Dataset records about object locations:
____

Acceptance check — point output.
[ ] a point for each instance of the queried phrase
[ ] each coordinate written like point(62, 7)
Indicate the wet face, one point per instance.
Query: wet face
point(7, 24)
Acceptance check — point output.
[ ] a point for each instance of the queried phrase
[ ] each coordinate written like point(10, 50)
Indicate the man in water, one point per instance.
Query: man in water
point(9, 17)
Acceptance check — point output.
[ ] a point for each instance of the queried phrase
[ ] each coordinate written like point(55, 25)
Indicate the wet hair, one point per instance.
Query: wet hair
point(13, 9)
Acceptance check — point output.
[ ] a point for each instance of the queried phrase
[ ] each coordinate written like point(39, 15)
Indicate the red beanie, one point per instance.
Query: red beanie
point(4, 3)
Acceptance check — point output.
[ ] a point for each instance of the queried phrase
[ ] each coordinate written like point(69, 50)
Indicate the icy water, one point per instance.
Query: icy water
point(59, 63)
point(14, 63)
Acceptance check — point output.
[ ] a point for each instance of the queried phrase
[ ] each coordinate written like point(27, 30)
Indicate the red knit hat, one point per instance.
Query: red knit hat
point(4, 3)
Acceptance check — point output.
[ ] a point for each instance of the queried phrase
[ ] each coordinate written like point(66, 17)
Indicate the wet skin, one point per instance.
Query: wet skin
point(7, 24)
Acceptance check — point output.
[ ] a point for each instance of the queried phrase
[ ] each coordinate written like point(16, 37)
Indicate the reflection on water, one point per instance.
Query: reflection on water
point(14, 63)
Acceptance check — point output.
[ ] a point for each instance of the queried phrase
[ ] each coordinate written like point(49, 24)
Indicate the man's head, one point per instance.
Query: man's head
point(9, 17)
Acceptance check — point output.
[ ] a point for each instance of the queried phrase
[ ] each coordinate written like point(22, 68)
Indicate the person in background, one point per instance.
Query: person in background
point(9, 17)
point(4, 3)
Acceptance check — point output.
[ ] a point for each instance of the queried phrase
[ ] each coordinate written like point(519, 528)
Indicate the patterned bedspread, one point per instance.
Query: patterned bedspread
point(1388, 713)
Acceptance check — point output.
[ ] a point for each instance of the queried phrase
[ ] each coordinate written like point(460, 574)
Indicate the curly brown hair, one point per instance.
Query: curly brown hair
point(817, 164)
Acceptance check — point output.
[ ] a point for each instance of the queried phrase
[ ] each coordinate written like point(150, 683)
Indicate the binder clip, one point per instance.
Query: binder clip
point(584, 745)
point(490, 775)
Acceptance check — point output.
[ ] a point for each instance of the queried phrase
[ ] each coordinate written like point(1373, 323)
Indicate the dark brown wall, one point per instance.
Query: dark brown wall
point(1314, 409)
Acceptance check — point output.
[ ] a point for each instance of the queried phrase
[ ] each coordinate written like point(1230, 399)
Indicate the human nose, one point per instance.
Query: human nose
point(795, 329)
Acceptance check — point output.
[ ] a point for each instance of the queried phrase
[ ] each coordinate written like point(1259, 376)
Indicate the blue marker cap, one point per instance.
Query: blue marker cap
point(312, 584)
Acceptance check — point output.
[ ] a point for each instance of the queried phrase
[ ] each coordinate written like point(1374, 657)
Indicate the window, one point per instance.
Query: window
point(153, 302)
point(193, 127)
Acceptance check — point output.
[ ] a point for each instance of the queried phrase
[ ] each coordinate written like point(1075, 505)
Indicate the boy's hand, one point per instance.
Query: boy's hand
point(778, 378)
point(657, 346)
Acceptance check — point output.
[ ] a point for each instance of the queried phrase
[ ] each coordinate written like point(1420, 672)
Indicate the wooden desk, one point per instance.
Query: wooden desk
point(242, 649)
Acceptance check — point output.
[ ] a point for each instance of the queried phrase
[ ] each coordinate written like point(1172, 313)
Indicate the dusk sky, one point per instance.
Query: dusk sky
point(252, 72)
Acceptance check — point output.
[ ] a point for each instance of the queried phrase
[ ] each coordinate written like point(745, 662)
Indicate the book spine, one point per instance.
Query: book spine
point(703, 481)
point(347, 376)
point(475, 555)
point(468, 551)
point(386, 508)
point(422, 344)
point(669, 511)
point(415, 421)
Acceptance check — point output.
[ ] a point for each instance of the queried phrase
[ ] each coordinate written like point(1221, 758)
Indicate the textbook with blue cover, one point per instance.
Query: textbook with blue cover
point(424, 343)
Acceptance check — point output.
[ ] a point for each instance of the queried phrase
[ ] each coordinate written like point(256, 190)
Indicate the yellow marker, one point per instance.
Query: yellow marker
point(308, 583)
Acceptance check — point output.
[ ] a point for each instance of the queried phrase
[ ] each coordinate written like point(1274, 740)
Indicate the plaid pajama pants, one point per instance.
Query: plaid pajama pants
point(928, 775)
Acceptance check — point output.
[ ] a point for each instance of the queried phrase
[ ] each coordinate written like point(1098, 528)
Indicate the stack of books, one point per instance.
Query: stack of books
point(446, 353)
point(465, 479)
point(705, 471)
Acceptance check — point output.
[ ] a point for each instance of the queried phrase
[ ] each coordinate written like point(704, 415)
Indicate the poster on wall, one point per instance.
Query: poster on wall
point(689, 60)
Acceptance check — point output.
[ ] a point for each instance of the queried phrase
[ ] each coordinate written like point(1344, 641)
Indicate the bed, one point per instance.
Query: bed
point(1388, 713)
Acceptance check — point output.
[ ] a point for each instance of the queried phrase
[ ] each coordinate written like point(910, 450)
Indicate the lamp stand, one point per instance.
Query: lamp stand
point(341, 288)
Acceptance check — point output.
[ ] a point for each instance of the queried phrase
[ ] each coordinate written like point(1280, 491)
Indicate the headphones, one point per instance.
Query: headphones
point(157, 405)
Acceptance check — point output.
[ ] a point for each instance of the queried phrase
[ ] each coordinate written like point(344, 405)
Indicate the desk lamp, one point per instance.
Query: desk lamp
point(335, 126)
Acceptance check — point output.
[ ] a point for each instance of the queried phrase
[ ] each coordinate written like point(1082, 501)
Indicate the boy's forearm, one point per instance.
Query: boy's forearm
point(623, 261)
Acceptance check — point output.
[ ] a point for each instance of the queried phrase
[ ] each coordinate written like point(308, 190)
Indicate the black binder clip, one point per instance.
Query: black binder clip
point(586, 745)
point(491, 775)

____

▶ **REQUIRED TASK**
Take the material above and return all of it exactly.

▶ **WRITTEN RESPONSE**
Acceptance check — point output.
[ ] a point for each instance of the queried phrase
[ ] each coordinate written like point(62, 7)
Indicate the wet face, one point per instance.
Query: wet face
point(7, 24)
Acceptance check — point output.
[ ] a point for each instance of the queried phrase
[ ] each coordinate written like point(10, 50)
Indicate the man in water, one point per instance.
Query: man in water
point(9, 17)
Acceptance check — point output.
[ ] a point for each instance of the queried phrase
[ ] each coordinate written like point(55, 25)
Indicate the wet hair, one point per instance.
Query: wet hair
point(13, 9)
Acceptance check — point output.
[ ] a point for each instance of the queried phrase
[ ] each coordinate written like point(39, 15)
Indicate the red beanie, one point per instance.
Query: red beanie
point(4, 3)
Acceptance check — point output.
[ ] a point for each instance of the queried phrase
[ ] each coordinate written like point(69, 50)
Indicate the icy water, one point per instance.
Query: icy water
point(59, 63)
point(14, 63)
Acceptance check — point output.
[ ] a point for each instance of the queried phrase
[ ] each coordinate written like point(27, 30)
Indicate the red knit hat, one point per instance.
Query: red knit hat
point(4, 3)
Acceptance check — point output.
[ ] a point for each instance of the queried phrase
[ ] each coordinate written like point(66, 17)
Indicate the wet skin, one point per instance.
Query: wet skin
point(7, 24)
Acceptance check — point output.
[ ] a point for each instance of the queried phrase
[ ] each coordinate written like point(16, 37)
Indicate the reflection on water, one point per instance.
Query: reflection on water
point(14, 63)
Acceptance check — point output.
[ ] a point for each instance of the queried phrase
[ ] each coordinate written like point(49, 24)
Indicate the man's head, one point per instance.
Query: man's head
point(9, 17)
Acceptance check — point output.
[ ] a point for each instance of the queried phrase
[ ] each coordinate written like point(22, 68)
Indicate the person in background, one point per instance.
Query: person in background
point(9, 17)
point(4, 3)
Acceptance check — point output.
[ ] a point for each instance of the queried phrase
[ ] each coordinate written like point(519, 528)
Indicate the patterned bedspread, one point per instance.
Query: patterned bedspread
point(1388, 713)
Acceptance check — point output.
[ ] a point for each instance of the queried phrase
[ ] each coordinate written like point(460, 574)
Indicate the curly brown hair, one point per instance.
Query: curly brown hair
point(817, 164)
Acceptance check — point output.
[ ] a point for each instance of the queried phrase
[ ] each coordinate written like point(150, 683)
Indicate the binder clip, one point per instance.
Query: binder clip
point(584, 745)
point(490, 775)
Acceptance check — point output.
[ ] a point for each instance of the queried phrase
[ ] each coordinate written like point(1373, 323)
Indicate the dark brown wall, one point per instance.
Query: dark brown wall
point(1314, 409)
Acceptance check — point output.
[ ] a point for each instance of the queried phrase
[ ] each coordinate written like point(1230, 399)
Indicate the human nose, one point per instance.
Query: human nose
point(795, 329)
Acceptance check — point output.
[ ] a point for each instance of the queried phrase
[ ] each coordinate written like point(1259, 376)
Indicate the blue marker cap, one point per instance.
Query: blue marker cap
point(312, 584)
Acceptance check — point output.
[ ] a point for each instance of the queried phrase
[ ] each coordinate written like point(1374, 657)
Indicate the window, one point per instance.
Query: window
point(153, 302)
point(193, 127)
Acceptance check — point output.
[ ] a point for each instance of the queried phrase
[ ] each coordinate written like point(1075, 505)
Indicate the boy's hand, one point per instance.
Query: boy's hand
point(778, 378)
point(657, 346)
Acceptance check — point output.
[ ] a point for each instance of the queried phrase
[ ] each coordinate written like point(1420, 672)
Indicate the wooden desk, one point per instance.
Query: wooden desk
point(242, 649)
Acceptance check — point output.
[ ] a point for each instance of the queried phrase
[ ] each coordinate written like point(1172, 313)
Indicate the dusk sky, one point per instance.
Query: dusk sky
point(252, 72)
Acceptance check — point output.
[ ] a point for each instance of the queried phrase
[ ] each coordinate written like point(745, 662)
Indicate the book spine, one point per instance.
Query: book spine
point(703, 481)
point(347, 376)
point(475, 555)
point(468, 551)
point(386, 508)
point(422, 344)
point(669, 511)
point(415, 421)
Acceptance check — point output.
[ ] a point for each instance of the queried phrase
[ ] each coordinate written like point(1221, 758)
Indicate the textbook with blue cover, one point per instance.
Query: textbook with blue cover
point(424, 343)
Acceptance check — point output.
[ ] a point for each instance of the queried phrase
[ ] each coordinate written like point(256, 190)
Indicate the yellow marker, one point per instance.
Query: yellow marker
point(308, 583)
Acceptance check — point output.
[ ] a point for each instance of the queried phrase
[ ] each coordinate written like point(1274, 740)
Indicate the plaid pajama pants, one point per instance.
Query: plaid pajama pants
point(928, 775)
Acceptance check — point output.
[ ] a point for each instance of the queried phrase
[ ] each coordinate written like point(1098, 528)
Indicate the stack of books, one point per instance.
Query: stack of books
point(446, 353)
point(465, 479)
point(705, 471)
Acceptance check — point output.
[ ] a point for each instance of the queried phrase
[ ] each coordinate written like point(704, 415)
Indicate the poster on wall, one point per instance.
Query: poster on wall
point(689, 60)
Acceptance check — point output.
[ ] a point for each instance of the queried phrase
[ ] each coordinate written like point(1344, 641)
Indicate the bed, one point per instance.
Query: bed
point(1388, 713)
Acceptance check — point output.
[ ] a point for each instance of the queried phrase
[ ] each coordinate written like point(910, 450)
Indicate the lamp stand, one point per instance.
Query: lamp stand
point(341, 288)
Acceptance check — point output.
[ ] a point for each instance of the queried phrase
[ ] each coordinate written like point(1280, 491)
Indicate the headphones, one point per instance.
Query: headphones
point(157, 405)
Acceptance check — point output.
[ ] a point for each instance of the queried phrase
[ ] each coordinate written like point(344, 405)
Indicate the desk lamp, one point per instance.
Query: desk lamp
point(335, 126)
Acceptance check — point output.
[ ] a point for each instance of the queried phrase
[ ] each coordinate written like point(1082, 501)
Indicate the boy's forearm, one point per instance.
Query: boy's forearm
point(623, 261)
Acceptance check — point output.
[ ] a point for each instance of the queried phrase
[ ] each coordinate written like point(308, 190)
Indicate the black binder clip, one point per instance.
Query: black binder clip
point(586, 745)
point(491, 775)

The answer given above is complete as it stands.